Ziel 1 :: Warum ist laut dem Forenauszug zur Titan unsicher, ob man die Karte zum Jahresende noch bekommt?
Ziel 2 :: Gib aus dem Forenauszug zur Titan den Abschnitt wortgetreu wieder, beginnend mit "Sehe ich ähnlich." und weiter bis einschließlich "KamatA (22. März 2013)".

Zitierter Text ::
┌──

Die Titan braucht sehr wenig Strom für ihre Leistung, nur wenig mehr als eine GTX 680 - vlt 20-30W mehr. Da wird es am Netzteil nicht scheitern, so ein PC mit ner GTX 680 braucht vlt effektiv 350W, da würde selbst ein gutes 450W-Netzteil reichen.

Die ist allerdings ja auch nicht nur ca 20% schneller als eine GTX 680, was bei dem Preis der Titan an sich ein Unding ist


----------



## RichardLancelot (22. März 2013)

Herbboy schrieb:


> Die ist allerdings ja auch nicht nur ca 20% schneller als eine GTX 680, was bei dem Preis der Titan an sich ein Unding ist


Sehe ich ähnlich. Eine GTX680 mit einer Titan zu ersetzen dürfte sich preislich wenig rechnen. Da hätte es eher noch mehr Sinn eine zweite 680 zu verbauen. Hinzu kommt dass niemand sicher weiß ob du zum Ende des Jahres noch eine Titan bekommst, die Teile sind immerhin auf eine gewisse Stückzahl limitiert.


----------



## KamatA (22. März 2013)

ok dann werd ich wohl mal abwarten wie sich die 680er so bis ende des jahres schlägt und gegebenfalls auf eine andere karte ausweichen.


----------

└──

Angezeigte Daten ::
┌──

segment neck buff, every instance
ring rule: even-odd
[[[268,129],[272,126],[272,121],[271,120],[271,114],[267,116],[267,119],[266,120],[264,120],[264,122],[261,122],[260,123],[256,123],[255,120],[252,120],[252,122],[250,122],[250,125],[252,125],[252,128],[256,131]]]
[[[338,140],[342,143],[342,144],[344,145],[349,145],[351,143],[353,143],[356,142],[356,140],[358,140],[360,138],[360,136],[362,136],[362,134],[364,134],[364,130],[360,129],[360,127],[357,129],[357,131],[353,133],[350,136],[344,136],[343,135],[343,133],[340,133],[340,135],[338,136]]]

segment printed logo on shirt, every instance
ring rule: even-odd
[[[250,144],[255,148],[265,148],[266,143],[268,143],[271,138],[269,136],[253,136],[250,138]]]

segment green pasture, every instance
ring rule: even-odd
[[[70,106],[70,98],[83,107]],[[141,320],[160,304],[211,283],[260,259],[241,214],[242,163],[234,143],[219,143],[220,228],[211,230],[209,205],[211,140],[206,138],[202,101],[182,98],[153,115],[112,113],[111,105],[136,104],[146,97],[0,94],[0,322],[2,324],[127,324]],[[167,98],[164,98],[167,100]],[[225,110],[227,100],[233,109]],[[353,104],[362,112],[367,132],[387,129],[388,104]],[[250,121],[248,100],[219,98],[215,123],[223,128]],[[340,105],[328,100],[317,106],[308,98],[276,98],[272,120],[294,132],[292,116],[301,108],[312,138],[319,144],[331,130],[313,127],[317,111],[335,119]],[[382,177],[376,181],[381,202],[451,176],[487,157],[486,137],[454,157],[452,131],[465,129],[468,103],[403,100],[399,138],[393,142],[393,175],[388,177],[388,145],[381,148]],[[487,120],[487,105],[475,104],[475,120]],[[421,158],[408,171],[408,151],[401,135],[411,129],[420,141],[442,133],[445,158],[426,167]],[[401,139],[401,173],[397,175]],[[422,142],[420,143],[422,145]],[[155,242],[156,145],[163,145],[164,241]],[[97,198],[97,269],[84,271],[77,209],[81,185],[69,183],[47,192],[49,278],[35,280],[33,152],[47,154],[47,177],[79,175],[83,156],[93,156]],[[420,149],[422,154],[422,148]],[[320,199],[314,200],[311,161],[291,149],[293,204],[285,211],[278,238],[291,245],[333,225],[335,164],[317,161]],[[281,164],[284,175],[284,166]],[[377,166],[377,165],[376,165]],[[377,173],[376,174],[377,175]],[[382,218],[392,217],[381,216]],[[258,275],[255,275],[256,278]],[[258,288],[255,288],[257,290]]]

└──

Schriftliche Antwort 1 :: Die Titan ist auf eine gewisse Stückzahl limitiert.

Schriftliche Antwort 2 ::
Sehe ich ähnlich. Eine GTX680 mit einer Titan zu ersetzen dürfte sich preislich wenig rechnen. Da hätte es eher noch mehr Sinn eine zweite 680 zu verbauen. Hinzu kommt dass niemand sicher weiß ob du zum Ende des Jahres noch eine Titan bekommst, die Teile sind immerhin auf eine gewisse Stückzahl limitiert.


----------



## KamatA (22. März 2013)